(Natural language region descriptions)
----------------------------------------

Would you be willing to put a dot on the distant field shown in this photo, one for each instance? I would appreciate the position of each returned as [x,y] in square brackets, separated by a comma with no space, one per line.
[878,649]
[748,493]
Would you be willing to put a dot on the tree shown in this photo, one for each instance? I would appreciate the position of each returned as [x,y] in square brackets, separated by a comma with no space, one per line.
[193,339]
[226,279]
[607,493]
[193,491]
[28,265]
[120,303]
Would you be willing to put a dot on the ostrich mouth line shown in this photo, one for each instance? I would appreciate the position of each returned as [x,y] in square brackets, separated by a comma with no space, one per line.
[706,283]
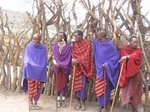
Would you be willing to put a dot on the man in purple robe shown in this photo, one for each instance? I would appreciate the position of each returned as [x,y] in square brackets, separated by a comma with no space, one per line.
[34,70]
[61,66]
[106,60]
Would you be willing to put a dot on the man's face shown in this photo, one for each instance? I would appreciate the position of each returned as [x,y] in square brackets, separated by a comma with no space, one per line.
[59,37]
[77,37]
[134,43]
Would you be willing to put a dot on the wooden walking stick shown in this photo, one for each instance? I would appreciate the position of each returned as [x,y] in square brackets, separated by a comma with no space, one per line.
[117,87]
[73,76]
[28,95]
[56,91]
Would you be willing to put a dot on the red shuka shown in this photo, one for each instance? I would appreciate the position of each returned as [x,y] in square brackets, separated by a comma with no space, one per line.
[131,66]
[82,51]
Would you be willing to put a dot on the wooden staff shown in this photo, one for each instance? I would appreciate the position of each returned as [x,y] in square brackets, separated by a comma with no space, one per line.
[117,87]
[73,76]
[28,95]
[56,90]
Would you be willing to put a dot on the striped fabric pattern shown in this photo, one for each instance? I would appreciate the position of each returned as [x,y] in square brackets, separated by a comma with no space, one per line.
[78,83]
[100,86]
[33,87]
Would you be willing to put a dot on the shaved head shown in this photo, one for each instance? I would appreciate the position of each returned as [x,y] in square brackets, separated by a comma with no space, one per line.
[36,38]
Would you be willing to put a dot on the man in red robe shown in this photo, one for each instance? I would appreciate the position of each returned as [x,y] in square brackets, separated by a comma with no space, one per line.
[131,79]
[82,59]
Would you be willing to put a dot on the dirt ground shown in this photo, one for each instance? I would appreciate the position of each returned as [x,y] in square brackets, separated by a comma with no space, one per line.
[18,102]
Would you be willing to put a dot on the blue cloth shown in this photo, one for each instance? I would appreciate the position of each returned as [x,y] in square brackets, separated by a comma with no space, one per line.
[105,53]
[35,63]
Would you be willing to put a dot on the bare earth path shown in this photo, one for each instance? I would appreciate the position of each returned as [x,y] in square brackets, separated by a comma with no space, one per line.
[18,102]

----------------------------------------

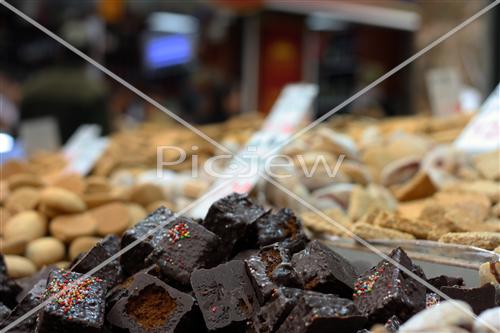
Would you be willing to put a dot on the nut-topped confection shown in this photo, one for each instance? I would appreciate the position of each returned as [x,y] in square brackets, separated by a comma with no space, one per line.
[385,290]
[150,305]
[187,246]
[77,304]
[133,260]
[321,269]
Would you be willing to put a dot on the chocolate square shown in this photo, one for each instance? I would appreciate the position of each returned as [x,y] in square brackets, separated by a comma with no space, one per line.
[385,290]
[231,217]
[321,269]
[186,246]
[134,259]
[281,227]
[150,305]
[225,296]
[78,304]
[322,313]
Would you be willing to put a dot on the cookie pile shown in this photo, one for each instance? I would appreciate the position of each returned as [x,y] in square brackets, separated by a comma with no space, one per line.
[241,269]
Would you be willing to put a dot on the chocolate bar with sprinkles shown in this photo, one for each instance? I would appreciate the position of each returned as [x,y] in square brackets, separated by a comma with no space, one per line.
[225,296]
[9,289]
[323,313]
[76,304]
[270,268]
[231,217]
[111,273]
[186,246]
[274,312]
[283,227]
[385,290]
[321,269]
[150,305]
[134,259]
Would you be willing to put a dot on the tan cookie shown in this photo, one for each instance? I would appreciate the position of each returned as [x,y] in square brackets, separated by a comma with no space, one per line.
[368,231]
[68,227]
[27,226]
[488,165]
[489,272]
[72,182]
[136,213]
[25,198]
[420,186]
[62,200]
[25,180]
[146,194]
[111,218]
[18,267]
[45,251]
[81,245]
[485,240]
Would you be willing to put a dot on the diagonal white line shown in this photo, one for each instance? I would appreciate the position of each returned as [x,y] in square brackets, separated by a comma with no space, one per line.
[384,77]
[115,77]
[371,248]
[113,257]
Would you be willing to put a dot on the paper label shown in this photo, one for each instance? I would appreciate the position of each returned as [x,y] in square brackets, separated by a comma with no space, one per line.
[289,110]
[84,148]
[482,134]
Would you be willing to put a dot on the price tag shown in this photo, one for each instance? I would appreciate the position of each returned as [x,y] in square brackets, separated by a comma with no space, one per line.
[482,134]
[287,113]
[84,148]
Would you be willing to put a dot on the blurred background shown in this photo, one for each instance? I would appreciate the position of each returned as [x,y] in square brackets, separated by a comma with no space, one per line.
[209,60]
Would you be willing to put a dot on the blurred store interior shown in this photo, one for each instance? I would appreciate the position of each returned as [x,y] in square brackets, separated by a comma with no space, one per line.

----------------------------------------

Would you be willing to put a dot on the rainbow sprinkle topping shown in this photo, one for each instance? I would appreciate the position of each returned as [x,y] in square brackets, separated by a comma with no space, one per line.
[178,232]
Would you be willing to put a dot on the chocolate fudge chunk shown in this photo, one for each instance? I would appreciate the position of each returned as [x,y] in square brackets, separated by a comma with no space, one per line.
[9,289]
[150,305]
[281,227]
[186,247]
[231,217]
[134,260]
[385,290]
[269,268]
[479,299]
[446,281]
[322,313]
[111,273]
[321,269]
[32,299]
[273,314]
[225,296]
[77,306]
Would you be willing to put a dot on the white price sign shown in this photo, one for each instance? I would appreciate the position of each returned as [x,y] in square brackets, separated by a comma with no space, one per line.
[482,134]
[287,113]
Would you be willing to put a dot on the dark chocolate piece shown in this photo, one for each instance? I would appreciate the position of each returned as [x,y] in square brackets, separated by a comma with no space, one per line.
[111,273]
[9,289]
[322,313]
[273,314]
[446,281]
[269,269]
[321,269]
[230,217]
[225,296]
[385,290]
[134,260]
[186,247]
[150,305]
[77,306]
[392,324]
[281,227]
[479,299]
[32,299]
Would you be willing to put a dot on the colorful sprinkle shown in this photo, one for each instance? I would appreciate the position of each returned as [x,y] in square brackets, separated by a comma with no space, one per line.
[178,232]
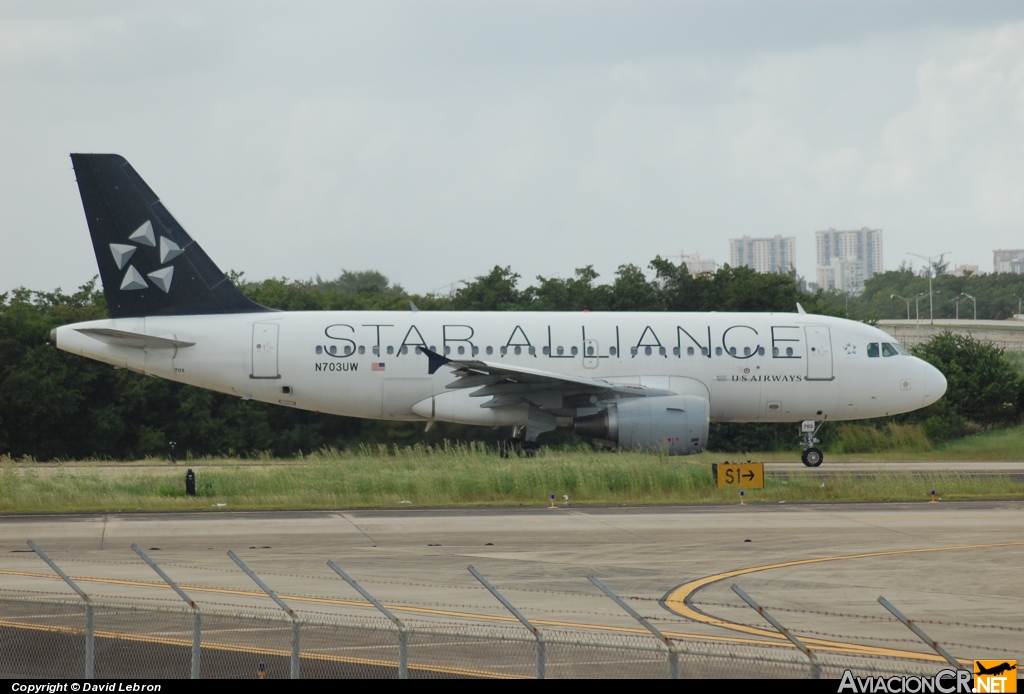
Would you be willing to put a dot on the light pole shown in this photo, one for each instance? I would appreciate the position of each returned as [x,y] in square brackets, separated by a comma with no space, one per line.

----------------------------------------

_TASK GOAL_. What are the lines in the records above, word for word, from the one containing "Would you be willing to put a dot on the colorful" through the one containing "Would you be willing to put a dot on the light", both ends included and pictures left out?

_WRITTEN ANSWER_.
Would you be willing to put a dot on the colorful sprinkle shown in this photo, one for each instance? I would appreciate the position of each returned as [x,y] in square brackets, separated by a comma with no space, one per line.
[178,232]
Would you be willing to put a dot on the light pole shown in this photo, one for each instance? I would appreciate the position of each returned as [x,y] in square brackets, separated by a comma with no space, one per line.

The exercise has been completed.